ИНСТРУКЦИИ К ЗАДАНИЯМ
a – Соответствуют ли фрагменту о роли РПЦ утверждения (i) реформы Петра и отмена крепостного права названы радикальными преобразованиями; (ii) польский мятеж произошел в 1861 г.; (iii) церковь не раз мешала силам, стремившимся разрушить единство страны? На каждое ответьте «да» или «нет» и приведите решающие слова фрагмента дословно.
b – Продолжите фрагмент о роли РПЦ, начав сразу после его последнего предложения.

ВЫБРАННЫЙ ФРАГМЕНТ
_ _ _ _

2. Консолидирующая и мобилизующая роль РПЦ в среде русского народа. Данный тезис опирался на выполнение РПЦ объединительной, скрепляющей и стабилизирующей функции, позволившей из восточнославянских племен образовать единую русскую семью. Особую роль православная церковь приобретала в переломные периоды русской истории, помогая государственной власти проводить без внутренних потрясений такие радикальные преобразования, как реформы Петра или отмена крепостного права в 1861 г. Историческая крепость русского государства, по мнению черной сотни, обуславливалась ролью церкви в обеспечении единения народа с верховной властью. Церковь неоднократно становилась препятствием на пути сил, пытавшихся разрушить единство и целостность страны. Крайне правые напоминали, что во время польского мятежа 1863 г., когда российское образованное общество колебалось по вопросу принятия жестких мер в отношении мятежников и определенная часть его склонялась к тому, чтобы «отдать Польшу», именно с «московской митрополичьей кафедры всегда звучало прямое и твердое слово». Московский митрополит Филарет благословил М. Н. Муравьева на его «великий подвиг спасения государственного единства России», — писало в марте 1907 г. «Русское знамя»[i].

_ _ _ _

ВХОДНЫЕ ДАННЫЕ

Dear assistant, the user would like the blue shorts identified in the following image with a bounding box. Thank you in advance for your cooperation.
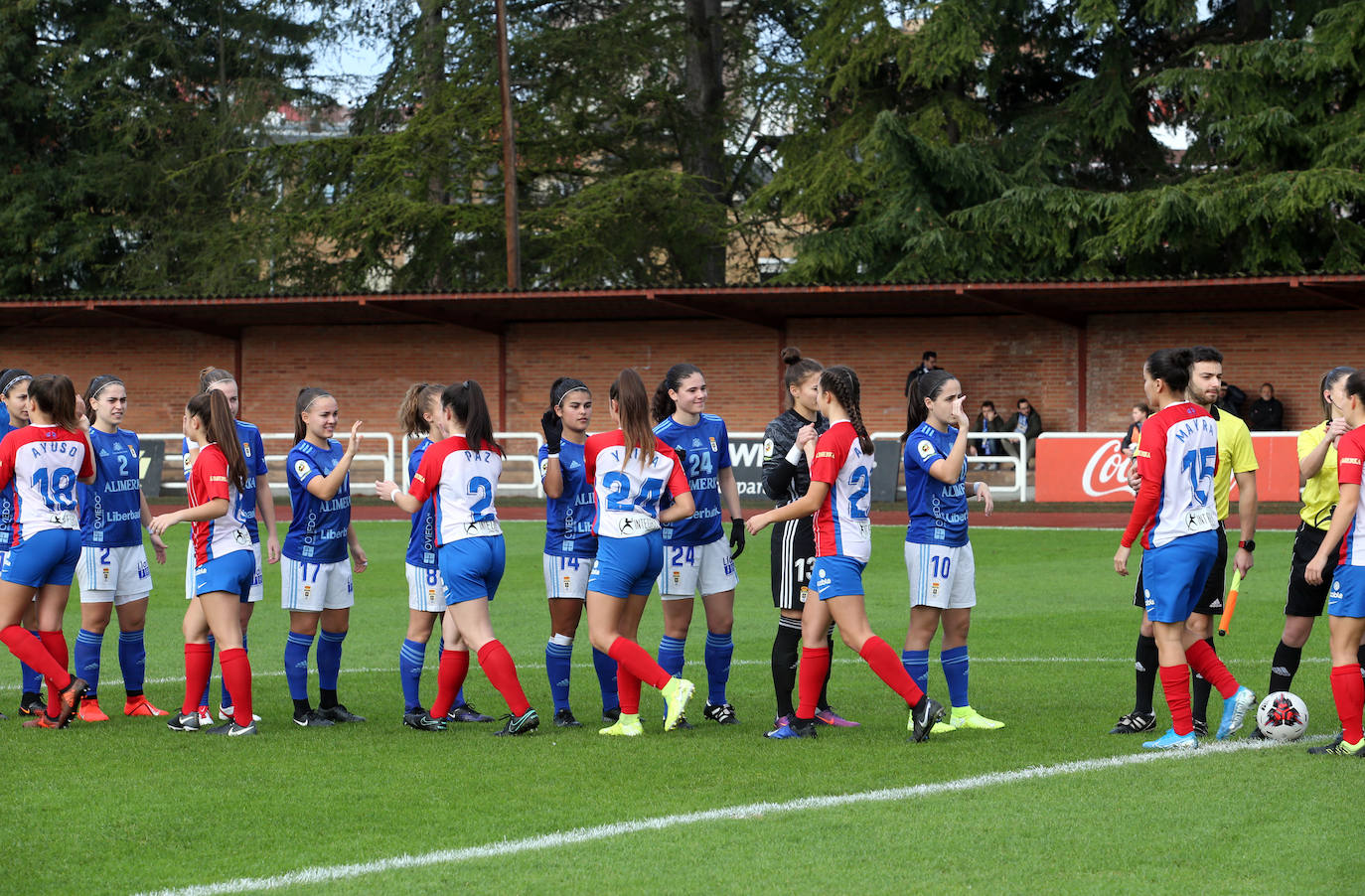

_ _ _ _

ОТВЕТЫ ПО НОМЕРАМ
a –
(i) Да: «такие радикальные преобразования, как реформы Петра или отмена крепостного права в 1861 г.»
(ii) Нет: «во время польского мятежа 1863 г.»
(iii) Да: «Церковь неоднократно становилась препятствием на пути сил, пытавшихся разрушить единство и целостность страны»

b –
Проводя сравнительный анализ роли католической и православной церквей в контексте консолидации нации, крайне правые отмечали, что католицизм, ставший предметом фанатичной веры верхов польского общества при равнодушном отношении к нему трудовых низов, вызвал мировоззренческий раскол польского народа. «Подобно тому, как католицизм оставался "панской верой", так и польский патриотизм оставался "панским чувством". Народ польский оставался при своей холопской вере и при своем холопском патриотизме», — утверждало «Русское знамя»[ii]. Черносотенная пресса писала, что опору польского сепаратизма и католического прозелитизма составляет «небольшая фаланга так называемых поляков, состоящая исключительно из помещиков и других зажиточных людей, сплоченная в одну однородную партию и действует по одной системе, по одному инстинкту»[iii]. Инспирируемый католичеством специфический «панский патриотизм», на протяжении всей польской истории проявлявшийся в пренебрежении благом родины и принесении интересов страны в жертву Ватикану, вызывал отторжение польского народа: «Патриотизм этот плавал на поверхности, глубина же народная оставалась нетронутой — больше того, враждебной этому патриотизму, не заботящемуся о благеродины и всегда жертвовавшему интересами Польши ради интересов панства»[iv].
Таким образом, истоки польской трагедии, выразившейся в потере Польшей независимости, виделись в польской элите, находившейся под влиянием католичества и антипродуктивного шляхетского кодекса поведения. Наделив польскую шляхту мессианской задачей, РКЦ привила ей такие негативные черты характера, как чрезмерное самомнение, самоуверенность, надменность, высокомерие, эгоизм и корыстолюбие. Эти черты лишали польскую элиту как поддержки в собственном народе, так и сочувствия со стороны соседей, помнивших кровавые подвиги «христолюбивого воинства» по распространению «истинной» веры в православной среде восточных славян. Белорусы и западные украинцы отказывались содействовать реализации идей польской автономии и национально-культурного самоуправления, подозревая, что их предоставление вызовет новый приступ миссионерства по насильственному ополячиванию и окатоличиванию[v]. Нетвердость католических религиозных традиций в среде западнорусского населения доказывалась безболезненностью ликвидации унии и возвращением в лоно православия более 4,5 млн униатов[vi].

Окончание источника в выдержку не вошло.